Start of DOCUMENT PASSAGE

That made the NAACP’s choice in mid-June to culminate its march for justice with a discussion on the schools front lawn extremely satisfying for Deep, who always envisioned the school as becoming a community focal point for societal discourse.
“We have a tagline: ‘Do Great Things,” Deep explained. “The transition from school and learning to action is an indirect one, and it’s often a longer term transition. A line that has always resonated with me is this: ‘Strong people don’t need strong leaders.’ So my goal has always been to equip students to be independent thinkers. I feel like students who leave our school are able to think for themselves, are able to research and learn and do so with the goal of doing something.”
It’s clear that the myriad high degrees of teachers at the school, combined with their practical, real-world experience is the initial draw for parents seeking a truly exceptional, personalized learning experience for their children. They learn physics from a professor from CalTech with experience in the space program, calculus from an actuary, and chemistry and financial algebra from a former chemical engineer who worked at Dupont and went to Wharton (he also introduces students to the world of analyzing and trading stocks). One student who went on to Virginia Tech in computer science and later the Colorado School of Mines actually taught a class in game design as part of his independent study.
All that is bred of an intense desire to engage and delight students by taking what they love, or excel at, and “moving the carrot out further” as Sylvia likes to say. “Our school offers each child the opportunity to pursue their interests at an advanced level in a way that challenges even the most academically talented.”
For Deep, the real impact of the school won’t be felt until they’ve had a chance to see what their first class from 2008 has done by the time they’re forty. By the reunion of 2032 he wants to shake the hand of a newspaper publisher, a governor of Virginia, and founders of impactful non-profits, along with successful businessmen and women and entrepreneurs.
Says Deep, “I hope and I think that our students leave with an understanding of their responsibility as citizens to be part of the solution. We hope that we equip them to be part of the solution.”
Daily, in-person classes for some 60 students in grades 6 through 12 begin August 27, and, because of social distancing protocols, the school has a limited total capacity of around 80. That can grow to 120 once the crisis clears. If you’d like to explore whether it’s the right kind of environment for your child to thrive, we recommend attending a virtual open house which Sylvia conducts with faculty and parents every Monday (https://www.loudounschool.org/open-house). Whether or not you are “school aged,” we’d also point you to this year’s social justice curriculum, and encourage you to forge the kind of Socratic conversation circles that help the material sink in for the students at the Loudoun School for Advanced Studies. See: https://www.loudounschool.org/justice.
Finally, if you'd like a local history of the land and surrounding society that built the Ashburn Colored School, the profitable black businessman who donated the property in the 1880s, how the building was restored, details about the Lola Jackson scholarship named for the teacher who for decades taught all grades in the one-room schoolhouse, or even about adventures in running for Congress, just ask Deep.

End of DOCUMENT PASSAGE
Start of DATASET

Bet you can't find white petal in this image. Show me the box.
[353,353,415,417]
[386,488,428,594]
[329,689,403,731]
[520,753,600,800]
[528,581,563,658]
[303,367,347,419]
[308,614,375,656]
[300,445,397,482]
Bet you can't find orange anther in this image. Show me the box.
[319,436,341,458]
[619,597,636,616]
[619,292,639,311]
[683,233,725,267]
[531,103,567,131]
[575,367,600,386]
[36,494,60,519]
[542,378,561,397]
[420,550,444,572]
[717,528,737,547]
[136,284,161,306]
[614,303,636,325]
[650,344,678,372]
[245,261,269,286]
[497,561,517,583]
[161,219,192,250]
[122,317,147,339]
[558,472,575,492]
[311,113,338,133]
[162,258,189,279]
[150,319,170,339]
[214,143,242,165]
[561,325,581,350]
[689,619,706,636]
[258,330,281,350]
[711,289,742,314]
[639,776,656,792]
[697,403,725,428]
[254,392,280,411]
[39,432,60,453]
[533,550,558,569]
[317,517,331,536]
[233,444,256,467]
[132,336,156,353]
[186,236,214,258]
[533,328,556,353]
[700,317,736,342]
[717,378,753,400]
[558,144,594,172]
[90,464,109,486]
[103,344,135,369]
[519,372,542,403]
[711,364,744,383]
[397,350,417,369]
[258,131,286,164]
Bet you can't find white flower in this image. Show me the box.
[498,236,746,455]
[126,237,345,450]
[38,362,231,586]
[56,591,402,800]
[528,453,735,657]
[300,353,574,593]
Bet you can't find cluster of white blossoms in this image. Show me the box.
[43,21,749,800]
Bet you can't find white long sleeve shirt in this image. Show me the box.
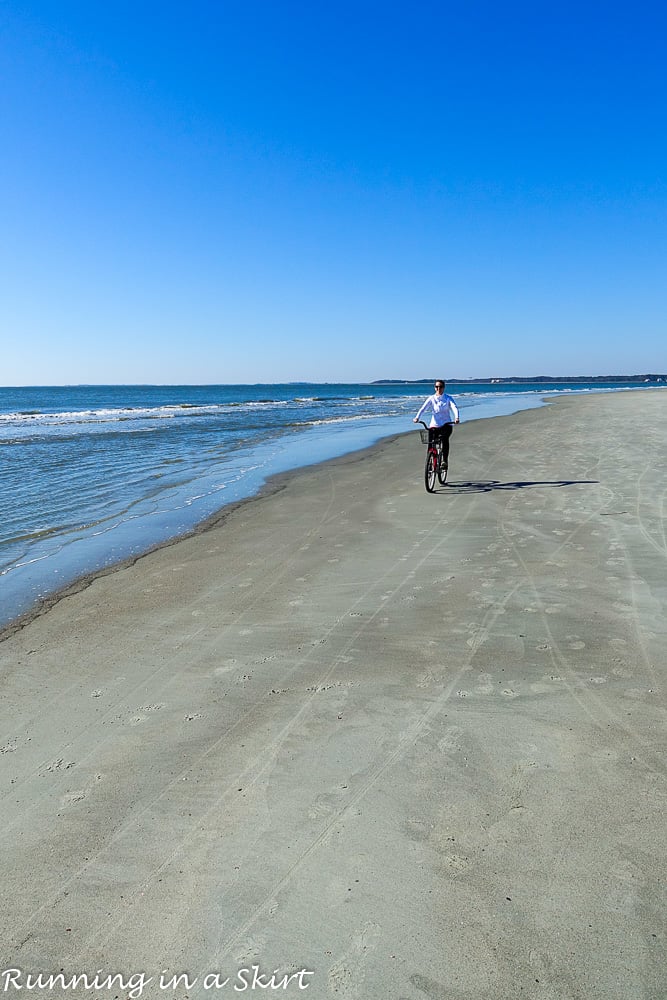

End of DATASET

_ACTIVITIES_
[1] Answer these questions using the passage on the Loudoun School.
(a) What tagline does Deep say the school has?
(b) From whom do students learn calculus?
(c) On what date do daily in-person classes begin?
[2] Repeat the part of the passage on the Loudoun School between "For Deep, the" and "women and entrepreneurs.", inclusive.

_TASK-BY-TASK OUTPUTS_
[1]
(a) "Do Great Things"
(b) An actuary
(c) August 27

[2]
For Deep, the real impact of the school won’t be felt until they’ve had a chance to see what their first class from 2008 has done by the time they’re forty. By the reunion of 2032 he wants to shake the hand of a newspaper publisher, a governor of Virginia, and founders of impactful non-profits, along with successful businessmen and women and entrepreneurs.